Texto fornecido:
---

4. Síntese dos casos de estudo 4.1. Conclusões sobre a capitalidade Da análise dos casos apresentados ressaltam alguns contributos para analisar o papel da capitalidade, do ponto de vista político e territorial, na governação e governança metropolitanas. Um aspecto central a considerar é a estrutura político-administrativa nacional: o grau de centralismo na organização do Estado influencia de forma determinante a autonomia das entidades regionais e locais, embora a autonomia das autoridades locais pareça estar dependente, em primeiro lugar, de factores históricos anteriores, que determinam a sua consolidação. Na perspectiva das regiões, a percepção de concorrência por parte de entidades metropolitanas autónomas é tanto mais forte quanto mais limitados forem os meios e competências da região. As entidades locais com grande autonomia têm um posicionamento bastante livre face às estruturas metropolitanas, podendo ser favoráveis à cedência de competências, em função de uma estrutura de oportunidades adequada. A capitalidade entra como factor na esfera político-administrativa da seguinte forma:   

Potencia a ingerência do Estado Central, sendo esta tendencialmente maior nos estados centralistas; Esvazia a organização à escala da região, uma vez que esta contém uma cidade dominante em termos de projecção nacional e internacional; Agrava o contexto de resistência por parte das entidades locais, pois a existência de actores políticos fortes, geralmente ligados à gestão da cidade capital, propicia disputas de protagonismo.

---

Registos de dados:
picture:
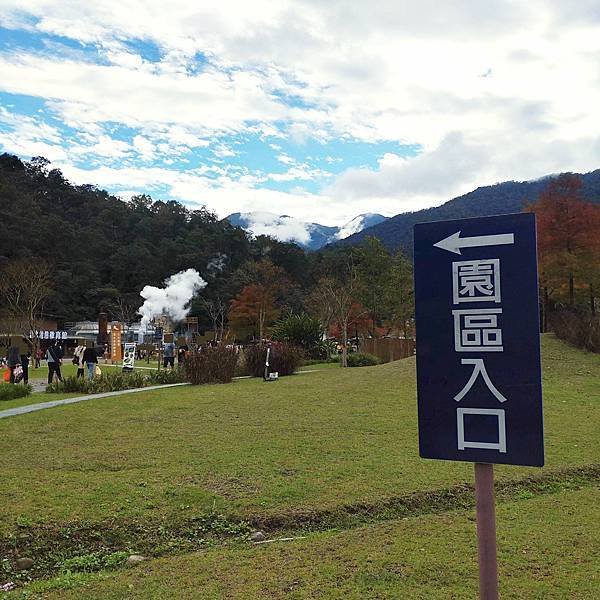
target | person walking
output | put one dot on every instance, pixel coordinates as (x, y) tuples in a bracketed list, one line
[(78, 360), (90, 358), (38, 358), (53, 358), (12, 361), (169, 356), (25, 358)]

---

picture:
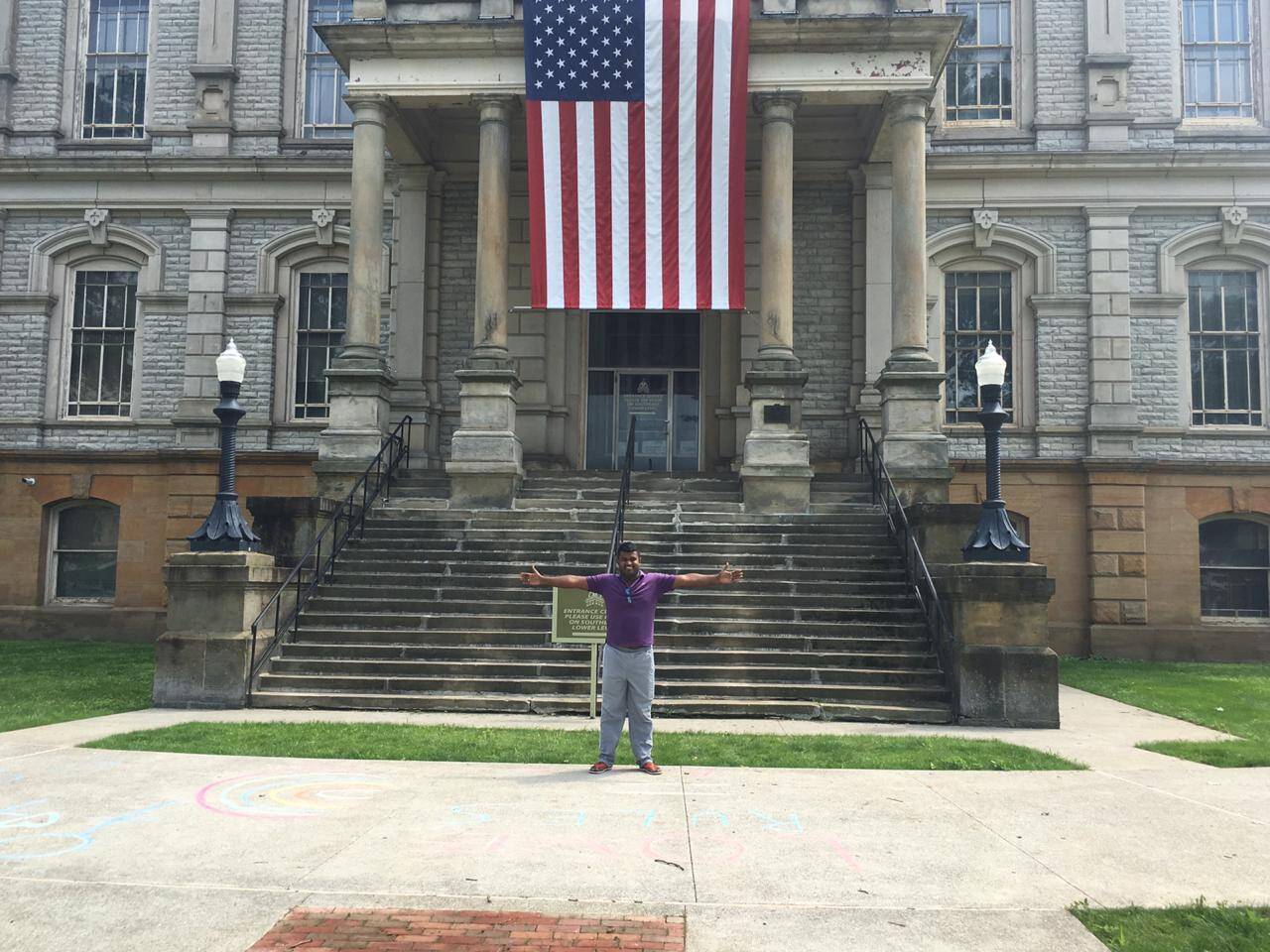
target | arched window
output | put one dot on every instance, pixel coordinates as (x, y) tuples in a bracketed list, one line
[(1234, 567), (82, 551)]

---

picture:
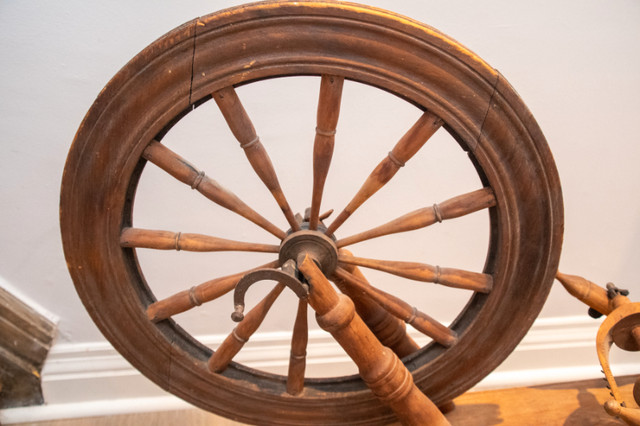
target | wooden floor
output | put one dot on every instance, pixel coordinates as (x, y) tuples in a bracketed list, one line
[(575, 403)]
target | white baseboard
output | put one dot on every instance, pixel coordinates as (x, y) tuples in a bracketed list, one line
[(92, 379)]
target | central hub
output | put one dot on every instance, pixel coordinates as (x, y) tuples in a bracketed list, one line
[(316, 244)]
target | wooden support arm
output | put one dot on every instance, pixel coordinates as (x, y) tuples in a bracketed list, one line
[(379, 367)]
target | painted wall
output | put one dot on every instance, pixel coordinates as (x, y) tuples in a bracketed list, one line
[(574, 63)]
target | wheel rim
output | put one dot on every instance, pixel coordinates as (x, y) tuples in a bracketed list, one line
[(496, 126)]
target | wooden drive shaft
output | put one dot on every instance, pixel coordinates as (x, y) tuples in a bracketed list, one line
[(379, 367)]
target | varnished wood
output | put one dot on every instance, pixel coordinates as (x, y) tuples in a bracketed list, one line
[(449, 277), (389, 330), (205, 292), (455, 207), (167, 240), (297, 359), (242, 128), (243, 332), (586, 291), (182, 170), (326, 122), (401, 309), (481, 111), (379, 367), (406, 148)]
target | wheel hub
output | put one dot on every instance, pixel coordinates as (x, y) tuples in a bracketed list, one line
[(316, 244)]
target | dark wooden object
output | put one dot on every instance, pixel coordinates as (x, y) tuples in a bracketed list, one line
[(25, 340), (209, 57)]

---

Transcreva sem alterações o trecho do texto sobre a capitalidade desde "Potencia a ingerência" até "disputas de protagonismo.".

Resultado:
Potencia a ingerência do Estado Central, sendo esta tendencialmente maior nos estados centralistas; Esvazia a organização à escala da região, uma vez que esta contém uma cidade dominante em termos de projecção nacional e internacional; Agrava o contexto de resistência por parte das entidades locais, pois a existência de actores políticos fortes, geralmente ligados à gestão da cidade capital, propicia disputas de protagonismo.